───── Task material

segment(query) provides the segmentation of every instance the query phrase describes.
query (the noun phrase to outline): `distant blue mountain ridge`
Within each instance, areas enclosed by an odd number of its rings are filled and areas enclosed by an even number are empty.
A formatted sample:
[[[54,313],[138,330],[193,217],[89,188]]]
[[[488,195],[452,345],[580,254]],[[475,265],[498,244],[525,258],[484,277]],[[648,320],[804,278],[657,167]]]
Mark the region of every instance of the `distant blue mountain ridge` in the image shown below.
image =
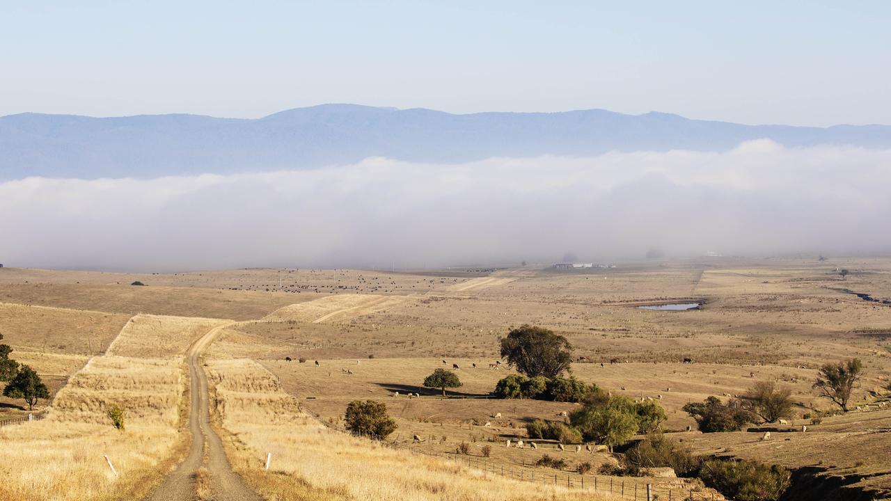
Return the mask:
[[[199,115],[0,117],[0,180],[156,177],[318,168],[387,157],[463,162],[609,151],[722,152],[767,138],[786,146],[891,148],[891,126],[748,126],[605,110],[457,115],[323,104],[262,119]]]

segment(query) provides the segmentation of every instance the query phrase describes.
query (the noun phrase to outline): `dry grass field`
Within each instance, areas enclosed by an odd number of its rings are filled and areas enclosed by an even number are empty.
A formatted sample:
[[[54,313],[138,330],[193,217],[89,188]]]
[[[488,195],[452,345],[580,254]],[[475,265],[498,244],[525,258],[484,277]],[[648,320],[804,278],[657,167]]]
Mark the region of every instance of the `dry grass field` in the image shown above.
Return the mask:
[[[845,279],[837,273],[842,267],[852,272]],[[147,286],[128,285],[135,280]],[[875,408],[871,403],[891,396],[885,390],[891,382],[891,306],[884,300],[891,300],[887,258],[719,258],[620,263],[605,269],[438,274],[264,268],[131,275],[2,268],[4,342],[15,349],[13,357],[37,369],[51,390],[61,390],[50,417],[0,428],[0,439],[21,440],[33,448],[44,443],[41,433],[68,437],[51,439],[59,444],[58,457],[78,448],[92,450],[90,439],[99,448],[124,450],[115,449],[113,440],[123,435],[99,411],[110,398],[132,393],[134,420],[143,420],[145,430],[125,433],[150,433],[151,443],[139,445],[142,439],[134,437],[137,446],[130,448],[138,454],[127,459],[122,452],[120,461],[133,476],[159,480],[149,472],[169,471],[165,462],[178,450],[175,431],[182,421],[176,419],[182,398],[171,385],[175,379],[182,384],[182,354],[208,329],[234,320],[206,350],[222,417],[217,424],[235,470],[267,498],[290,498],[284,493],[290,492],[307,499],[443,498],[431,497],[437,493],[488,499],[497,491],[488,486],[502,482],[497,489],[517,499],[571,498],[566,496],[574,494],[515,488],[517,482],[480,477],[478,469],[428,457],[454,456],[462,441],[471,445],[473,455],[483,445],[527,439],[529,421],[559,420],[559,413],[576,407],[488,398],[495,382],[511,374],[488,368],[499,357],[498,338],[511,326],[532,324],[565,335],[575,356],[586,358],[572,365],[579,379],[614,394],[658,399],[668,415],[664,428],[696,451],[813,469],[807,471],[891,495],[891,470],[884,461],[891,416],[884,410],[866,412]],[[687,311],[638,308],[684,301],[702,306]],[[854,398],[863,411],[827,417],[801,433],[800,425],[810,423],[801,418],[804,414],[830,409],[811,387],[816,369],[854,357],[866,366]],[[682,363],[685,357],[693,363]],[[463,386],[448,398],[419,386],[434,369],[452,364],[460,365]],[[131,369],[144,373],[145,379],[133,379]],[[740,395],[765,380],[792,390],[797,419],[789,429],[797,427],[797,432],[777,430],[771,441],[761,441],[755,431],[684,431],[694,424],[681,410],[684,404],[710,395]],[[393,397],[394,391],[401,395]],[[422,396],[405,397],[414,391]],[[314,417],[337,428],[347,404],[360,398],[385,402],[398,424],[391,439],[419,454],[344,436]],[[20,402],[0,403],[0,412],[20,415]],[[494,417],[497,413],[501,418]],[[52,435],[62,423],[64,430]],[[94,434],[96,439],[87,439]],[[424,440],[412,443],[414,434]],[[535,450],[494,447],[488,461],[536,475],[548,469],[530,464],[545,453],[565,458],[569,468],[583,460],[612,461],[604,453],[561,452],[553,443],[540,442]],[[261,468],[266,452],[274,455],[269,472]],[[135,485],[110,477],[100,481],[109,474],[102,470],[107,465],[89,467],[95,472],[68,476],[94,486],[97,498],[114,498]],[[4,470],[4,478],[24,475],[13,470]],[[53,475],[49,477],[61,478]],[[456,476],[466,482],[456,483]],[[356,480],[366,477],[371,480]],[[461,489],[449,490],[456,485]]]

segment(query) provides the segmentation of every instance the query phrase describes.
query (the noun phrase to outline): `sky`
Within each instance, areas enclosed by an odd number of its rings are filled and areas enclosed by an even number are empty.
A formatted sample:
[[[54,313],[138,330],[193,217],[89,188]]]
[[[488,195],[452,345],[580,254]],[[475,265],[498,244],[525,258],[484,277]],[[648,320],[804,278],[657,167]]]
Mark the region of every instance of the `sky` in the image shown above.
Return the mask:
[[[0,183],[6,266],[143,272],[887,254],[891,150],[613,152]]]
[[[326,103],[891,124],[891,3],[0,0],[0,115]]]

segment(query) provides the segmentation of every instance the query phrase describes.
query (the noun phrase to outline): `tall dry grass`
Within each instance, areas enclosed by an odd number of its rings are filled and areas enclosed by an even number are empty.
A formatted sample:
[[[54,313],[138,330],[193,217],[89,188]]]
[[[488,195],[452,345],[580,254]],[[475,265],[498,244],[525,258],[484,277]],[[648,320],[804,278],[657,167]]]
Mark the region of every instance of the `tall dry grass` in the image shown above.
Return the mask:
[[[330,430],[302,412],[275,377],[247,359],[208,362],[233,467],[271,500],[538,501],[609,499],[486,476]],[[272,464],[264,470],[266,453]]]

──────────

What the task requires: Gather every line in the items above that contains the word "image".

Full output:
Mark the region of every instance of the `distant blue mountain ridge` in the image shown below.
image =
Mark the region of every instance of the `dry grass field` in the image shown above.
Mark the region of every instance of the `sky` in the image shown above.
Mark the region of every instance of the `tall dry grass` in the image shown above.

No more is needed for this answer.